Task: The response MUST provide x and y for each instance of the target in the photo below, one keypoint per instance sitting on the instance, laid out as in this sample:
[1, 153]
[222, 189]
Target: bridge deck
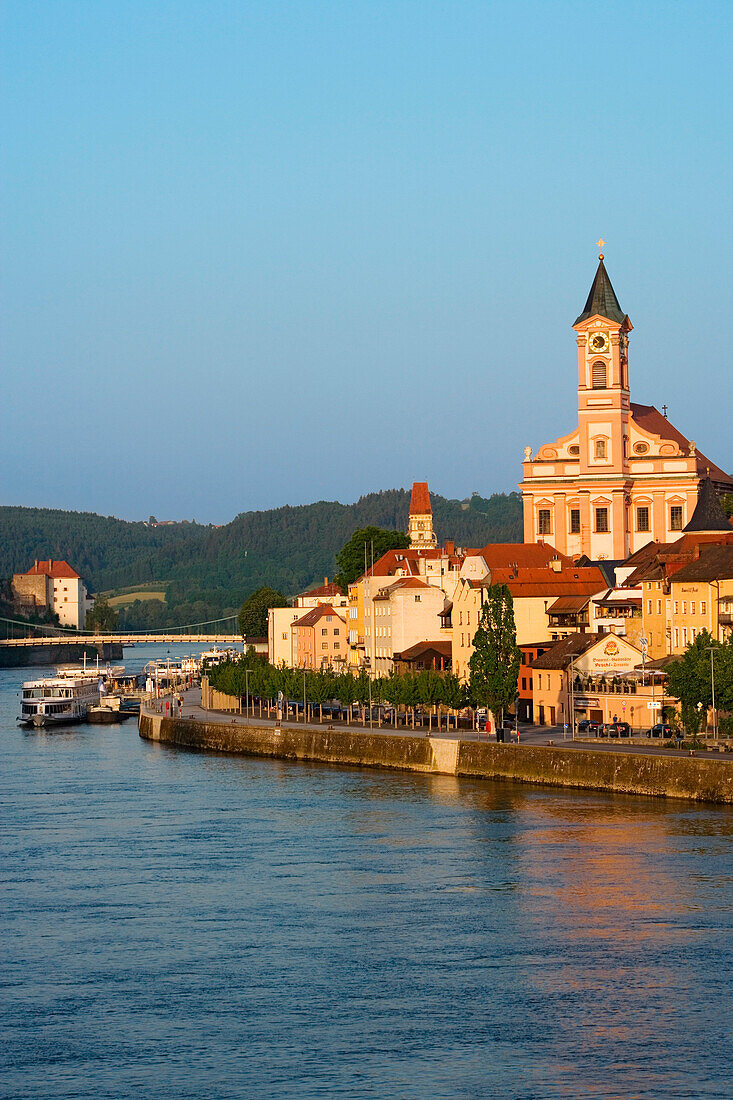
[129, 639]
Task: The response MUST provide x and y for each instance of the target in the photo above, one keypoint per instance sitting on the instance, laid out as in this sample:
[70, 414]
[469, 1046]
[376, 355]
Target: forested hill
[208, 571]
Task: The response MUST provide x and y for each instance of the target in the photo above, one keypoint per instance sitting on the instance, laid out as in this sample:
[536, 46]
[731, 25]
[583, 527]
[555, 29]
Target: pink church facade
[624, 476]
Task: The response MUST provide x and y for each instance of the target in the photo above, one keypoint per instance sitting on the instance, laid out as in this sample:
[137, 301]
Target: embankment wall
[625, 772]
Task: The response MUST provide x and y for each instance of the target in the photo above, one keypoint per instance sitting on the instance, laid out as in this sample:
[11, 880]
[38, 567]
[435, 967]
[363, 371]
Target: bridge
[124, 639]
[221, 631]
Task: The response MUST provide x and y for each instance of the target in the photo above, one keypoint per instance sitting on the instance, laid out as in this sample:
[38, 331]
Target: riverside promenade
[656, 772]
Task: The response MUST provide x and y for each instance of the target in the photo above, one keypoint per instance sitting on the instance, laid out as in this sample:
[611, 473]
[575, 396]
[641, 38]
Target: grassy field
[129, 596]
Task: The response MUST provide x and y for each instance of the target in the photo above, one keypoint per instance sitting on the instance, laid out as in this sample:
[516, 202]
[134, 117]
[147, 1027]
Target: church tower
[419, 524]
[625, 475]
[603, 417]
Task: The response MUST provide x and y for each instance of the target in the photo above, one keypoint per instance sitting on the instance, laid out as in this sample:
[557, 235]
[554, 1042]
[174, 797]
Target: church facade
[625, 476]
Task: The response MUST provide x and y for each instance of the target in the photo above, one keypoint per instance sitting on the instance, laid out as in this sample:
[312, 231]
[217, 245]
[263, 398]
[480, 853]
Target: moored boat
[58, 701]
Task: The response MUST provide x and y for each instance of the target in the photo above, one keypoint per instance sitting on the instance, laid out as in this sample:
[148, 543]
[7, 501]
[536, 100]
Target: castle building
[419, 524]
[625, 476]
[53, 585]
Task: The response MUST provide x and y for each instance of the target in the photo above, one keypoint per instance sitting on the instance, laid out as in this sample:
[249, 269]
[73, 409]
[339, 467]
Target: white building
[55, 586]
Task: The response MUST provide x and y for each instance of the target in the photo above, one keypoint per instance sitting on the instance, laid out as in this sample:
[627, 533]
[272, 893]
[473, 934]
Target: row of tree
[690, 679]
[494, 668]
[253, 675]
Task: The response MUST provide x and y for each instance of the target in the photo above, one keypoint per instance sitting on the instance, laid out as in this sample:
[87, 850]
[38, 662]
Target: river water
[178, 925]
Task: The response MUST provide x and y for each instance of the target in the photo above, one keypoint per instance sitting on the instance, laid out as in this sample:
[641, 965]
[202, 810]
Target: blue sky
[270, 253]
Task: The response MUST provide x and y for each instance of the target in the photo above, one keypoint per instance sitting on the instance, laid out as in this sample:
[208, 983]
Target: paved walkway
[528, 735]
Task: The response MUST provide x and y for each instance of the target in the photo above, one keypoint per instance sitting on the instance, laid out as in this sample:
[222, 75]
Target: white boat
[61, 700]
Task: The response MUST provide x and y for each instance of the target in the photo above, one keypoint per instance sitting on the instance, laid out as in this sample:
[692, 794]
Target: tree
[430, 691]
[350, 559]
[101, 617]
[690, 681]
[253, 612]
[494, 664]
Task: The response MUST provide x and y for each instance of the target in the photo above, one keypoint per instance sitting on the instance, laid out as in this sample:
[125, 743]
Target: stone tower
[419, 525]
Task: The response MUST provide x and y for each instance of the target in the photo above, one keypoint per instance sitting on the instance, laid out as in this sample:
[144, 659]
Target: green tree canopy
[350, 559]
[253, 612]
[690, 679]
[101, 616]
[494, 664]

■ ■ ■ ■ ■ ■ ■

▸ **Aim of the task**: Copy out every line in the entries above that contains the word "white", counting only matches with the same capitalization.

▸ **Response**:
Target: white building
Target: white boat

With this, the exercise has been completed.